*WRITTEN EXERCISE*. Convert the material into a two-column CSV with the headers input and output, starting at the line that has "spire, it would be much appreciated." and stopping after the line that has "177 49 L 178". Give each text and its answer as one row, with every field in double quotes and line breaks replaced by spaces.

[Stored entries]
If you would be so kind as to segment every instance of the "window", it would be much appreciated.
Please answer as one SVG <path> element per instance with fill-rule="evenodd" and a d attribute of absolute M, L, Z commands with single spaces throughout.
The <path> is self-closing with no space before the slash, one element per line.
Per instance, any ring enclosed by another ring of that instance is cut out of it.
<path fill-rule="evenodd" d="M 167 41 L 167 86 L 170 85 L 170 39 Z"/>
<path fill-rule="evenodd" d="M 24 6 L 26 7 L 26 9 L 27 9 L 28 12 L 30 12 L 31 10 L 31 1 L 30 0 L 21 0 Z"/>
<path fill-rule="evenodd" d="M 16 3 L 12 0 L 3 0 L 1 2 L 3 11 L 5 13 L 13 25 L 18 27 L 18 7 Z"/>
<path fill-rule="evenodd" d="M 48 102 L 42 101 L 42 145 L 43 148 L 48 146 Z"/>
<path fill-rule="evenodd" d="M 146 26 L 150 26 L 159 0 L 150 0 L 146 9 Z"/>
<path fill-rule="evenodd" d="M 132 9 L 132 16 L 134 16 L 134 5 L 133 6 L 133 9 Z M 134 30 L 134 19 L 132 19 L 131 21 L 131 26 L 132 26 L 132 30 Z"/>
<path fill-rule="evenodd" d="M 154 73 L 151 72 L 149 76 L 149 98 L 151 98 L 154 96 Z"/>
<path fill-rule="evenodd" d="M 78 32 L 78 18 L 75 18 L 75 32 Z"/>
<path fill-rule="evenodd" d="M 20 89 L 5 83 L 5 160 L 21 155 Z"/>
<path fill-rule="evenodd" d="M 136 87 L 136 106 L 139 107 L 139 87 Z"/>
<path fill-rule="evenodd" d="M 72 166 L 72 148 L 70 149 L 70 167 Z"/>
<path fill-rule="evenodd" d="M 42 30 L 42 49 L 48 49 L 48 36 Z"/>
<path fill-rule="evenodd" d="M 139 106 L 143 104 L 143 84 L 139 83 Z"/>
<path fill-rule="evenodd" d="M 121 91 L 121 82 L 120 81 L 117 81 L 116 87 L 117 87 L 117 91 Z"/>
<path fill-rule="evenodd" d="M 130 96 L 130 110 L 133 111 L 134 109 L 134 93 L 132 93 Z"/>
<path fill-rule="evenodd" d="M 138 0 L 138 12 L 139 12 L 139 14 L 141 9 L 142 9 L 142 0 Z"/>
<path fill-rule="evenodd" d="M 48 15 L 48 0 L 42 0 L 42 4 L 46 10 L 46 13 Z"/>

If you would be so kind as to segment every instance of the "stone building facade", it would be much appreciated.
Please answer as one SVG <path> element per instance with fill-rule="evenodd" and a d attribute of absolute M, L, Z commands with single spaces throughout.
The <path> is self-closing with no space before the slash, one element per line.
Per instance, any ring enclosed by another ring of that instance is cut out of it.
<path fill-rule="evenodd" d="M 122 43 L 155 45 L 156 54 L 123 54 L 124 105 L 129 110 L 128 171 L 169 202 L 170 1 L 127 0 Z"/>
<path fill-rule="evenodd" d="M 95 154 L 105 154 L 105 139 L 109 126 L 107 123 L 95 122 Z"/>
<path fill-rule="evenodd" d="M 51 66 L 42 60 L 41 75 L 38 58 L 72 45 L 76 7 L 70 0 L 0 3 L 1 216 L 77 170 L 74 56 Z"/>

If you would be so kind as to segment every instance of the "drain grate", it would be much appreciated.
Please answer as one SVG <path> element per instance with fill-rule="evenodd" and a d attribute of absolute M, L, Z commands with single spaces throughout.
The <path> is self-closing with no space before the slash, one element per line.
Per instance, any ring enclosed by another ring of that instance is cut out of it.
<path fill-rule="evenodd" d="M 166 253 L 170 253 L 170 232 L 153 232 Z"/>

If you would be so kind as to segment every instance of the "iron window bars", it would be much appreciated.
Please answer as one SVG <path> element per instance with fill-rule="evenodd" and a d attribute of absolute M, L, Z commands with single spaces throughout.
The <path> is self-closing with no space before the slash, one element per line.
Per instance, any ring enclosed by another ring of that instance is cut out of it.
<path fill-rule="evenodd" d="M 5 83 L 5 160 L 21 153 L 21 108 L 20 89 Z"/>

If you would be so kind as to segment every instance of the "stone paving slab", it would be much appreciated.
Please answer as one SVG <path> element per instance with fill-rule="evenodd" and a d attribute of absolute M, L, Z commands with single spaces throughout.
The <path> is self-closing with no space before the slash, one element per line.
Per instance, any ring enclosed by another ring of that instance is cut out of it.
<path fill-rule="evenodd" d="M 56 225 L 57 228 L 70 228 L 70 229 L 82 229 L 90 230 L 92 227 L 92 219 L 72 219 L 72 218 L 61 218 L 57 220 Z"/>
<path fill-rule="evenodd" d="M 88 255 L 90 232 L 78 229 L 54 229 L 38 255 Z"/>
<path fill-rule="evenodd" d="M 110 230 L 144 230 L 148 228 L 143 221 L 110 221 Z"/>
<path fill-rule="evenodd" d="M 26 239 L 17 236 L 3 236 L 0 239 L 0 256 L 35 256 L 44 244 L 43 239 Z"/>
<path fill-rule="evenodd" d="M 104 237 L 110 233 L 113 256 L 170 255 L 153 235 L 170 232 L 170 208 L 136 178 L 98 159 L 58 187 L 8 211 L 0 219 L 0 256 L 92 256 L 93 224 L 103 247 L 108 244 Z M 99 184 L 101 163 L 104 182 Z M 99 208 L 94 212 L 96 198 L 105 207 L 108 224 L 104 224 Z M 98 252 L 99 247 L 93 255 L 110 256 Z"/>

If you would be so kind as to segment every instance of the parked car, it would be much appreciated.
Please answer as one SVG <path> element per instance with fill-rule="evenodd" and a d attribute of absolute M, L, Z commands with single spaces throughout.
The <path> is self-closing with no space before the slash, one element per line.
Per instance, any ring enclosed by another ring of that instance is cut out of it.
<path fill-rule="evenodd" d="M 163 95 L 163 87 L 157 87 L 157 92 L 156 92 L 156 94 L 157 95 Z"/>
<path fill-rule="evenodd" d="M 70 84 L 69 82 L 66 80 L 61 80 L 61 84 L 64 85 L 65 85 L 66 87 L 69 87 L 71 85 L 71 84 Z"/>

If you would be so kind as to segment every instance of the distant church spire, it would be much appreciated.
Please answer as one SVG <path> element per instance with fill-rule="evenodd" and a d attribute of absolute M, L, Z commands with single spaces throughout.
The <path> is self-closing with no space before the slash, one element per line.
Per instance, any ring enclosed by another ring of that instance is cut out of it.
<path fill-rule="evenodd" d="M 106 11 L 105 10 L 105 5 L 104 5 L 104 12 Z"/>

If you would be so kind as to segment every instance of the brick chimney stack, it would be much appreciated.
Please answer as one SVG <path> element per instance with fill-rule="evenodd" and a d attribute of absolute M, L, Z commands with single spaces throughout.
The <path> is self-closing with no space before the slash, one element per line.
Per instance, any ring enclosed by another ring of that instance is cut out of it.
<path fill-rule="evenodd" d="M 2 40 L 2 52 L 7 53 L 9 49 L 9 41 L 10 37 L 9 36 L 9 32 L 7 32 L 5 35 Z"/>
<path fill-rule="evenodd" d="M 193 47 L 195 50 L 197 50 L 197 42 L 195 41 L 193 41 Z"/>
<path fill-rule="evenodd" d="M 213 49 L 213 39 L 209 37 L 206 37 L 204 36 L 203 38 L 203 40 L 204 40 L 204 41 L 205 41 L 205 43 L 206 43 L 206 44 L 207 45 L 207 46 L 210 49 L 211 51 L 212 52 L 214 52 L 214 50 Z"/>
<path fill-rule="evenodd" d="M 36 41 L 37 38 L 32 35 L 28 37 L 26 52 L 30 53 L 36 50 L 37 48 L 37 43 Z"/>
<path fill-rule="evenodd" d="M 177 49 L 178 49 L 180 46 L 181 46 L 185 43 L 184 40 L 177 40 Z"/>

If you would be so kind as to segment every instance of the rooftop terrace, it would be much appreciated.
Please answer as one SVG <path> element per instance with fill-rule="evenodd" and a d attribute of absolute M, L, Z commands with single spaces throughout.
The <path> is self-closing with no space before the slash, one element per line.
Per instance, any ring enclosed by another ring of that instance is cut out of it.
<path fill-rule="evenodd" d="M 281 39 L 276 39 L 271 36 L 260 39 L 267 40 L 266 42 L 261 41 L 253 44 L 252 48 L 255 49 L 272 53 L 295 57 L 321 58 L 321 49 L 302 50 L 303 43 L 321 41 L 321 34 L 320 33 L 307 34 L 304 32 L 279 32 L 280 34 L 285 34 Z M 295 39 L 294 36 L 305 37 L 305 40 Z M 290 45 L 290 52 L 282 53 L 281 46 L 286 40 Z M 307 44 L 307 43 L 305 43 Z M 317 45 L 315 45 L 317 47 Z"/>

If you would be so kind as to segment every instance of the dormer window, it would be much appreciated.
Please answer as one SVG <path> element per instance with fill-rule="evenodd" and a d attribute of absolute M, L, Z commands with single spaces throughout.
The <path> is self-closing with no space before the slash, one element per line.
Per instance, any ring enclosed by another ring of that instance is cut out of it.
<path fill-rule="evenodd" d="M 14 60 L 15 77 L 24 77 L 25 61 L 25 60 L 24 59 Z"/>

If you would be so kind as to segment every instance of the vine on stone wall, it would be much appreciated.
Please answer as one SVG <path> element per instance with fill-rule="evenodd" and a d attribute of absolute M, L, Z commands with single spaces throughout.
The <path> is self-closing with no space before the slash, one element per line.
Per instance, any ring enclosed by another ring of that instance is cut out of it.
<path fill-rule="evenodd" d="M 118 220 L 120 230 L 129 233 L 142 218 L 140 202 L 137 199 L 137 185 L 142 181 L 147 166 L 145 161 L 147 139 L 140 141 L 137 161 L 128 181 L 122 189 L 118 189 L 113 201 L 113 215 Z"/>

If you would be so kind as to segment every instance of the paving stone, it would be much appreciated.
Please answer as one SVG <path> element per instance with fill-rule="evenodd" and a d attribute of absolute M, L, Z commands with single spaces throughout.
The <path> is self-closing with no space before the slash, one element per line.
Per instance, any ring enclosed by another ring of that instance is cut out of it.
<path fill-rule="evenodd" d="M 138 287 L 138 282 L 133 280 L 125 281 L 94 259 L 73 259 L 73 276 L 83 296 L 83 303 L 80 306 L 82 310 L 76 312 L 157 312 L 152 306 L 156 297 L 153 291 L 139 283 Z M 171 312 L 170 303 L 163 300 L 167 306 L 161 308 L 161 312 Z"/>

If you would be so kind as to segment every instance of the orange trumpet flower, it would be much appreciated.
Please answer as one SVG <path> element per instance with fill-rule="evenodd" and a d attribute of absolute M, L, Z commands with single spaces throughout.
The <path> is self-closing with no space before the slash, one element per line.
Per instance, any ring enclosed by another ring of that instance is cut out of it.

*RESPONSE TO THIS TASK*.
input,output
"If you would be so kind as to segment every instance of the distant church spire, it would be much appreciated. Please answer as one SVG <path> element per instance with fill-rule=""evenodd"" and a d attribute of absolute M, L, Z commands with single spaces throughout. The <path> is self-closing with no space before the slash, one element per line. Per instance, any ring enclosed by another ring of that instance is cut out of it.","<path fill-rule=""evenodd"" d=""M 106 11 L 105 10 L 105 5 L 104 5 L 104 12 Z""/>"
"If you would be so kind as to segment every instance of the brick chimney stack, it would be much appreciated. Please answer as one SVG <path> element per instance with fill-rule=""evenodd"" and a d attribute of absolute M, L, Z commands with single spaces throughout. The <path> is self-closing with no space before the slash, one element per line. Per instance, any ring enclosed by another ring of that instance is cut out of it.","<path fill-rule=""evenodd"" d=""M 2 40 L 2 52 L 7 53 L 9 49 L 9 41 L 10 37 L 9 36 L 9 32 L 7 32 L 5 35 Z""/> <path fill-rule=""evenodd"" d=""M 193 47 L 195 50 L 197 50 L 197 42 L 195 41 L 193 41 Z""/> <path fill-rule=""evenodd"" d=""M 213 49 L 213 39 L 209 37 L 206 37 L 204 36 L 203 38 L 203 40 L 204 40 L 204 41 L 205 41 L 205 43 L 206 43 L 206 44 L 207 45 L 207 46 L 210 49 L 211 51 L 212 52 L 214 52 L 214 50 Z""/> <path fill-rule=""evenodd"" d=""M 36 41 L 37 38 L 32 35 L 28 37 L 26 52 L 30 53 L 36 50 L 37 48 L 37 43 Z""/> <path fill-rule=""evenodd"" d=""M 177 49 L 178 49 L 180 46 L 181 46 L 185 43 L 184 40 L 177 40 Z""/>"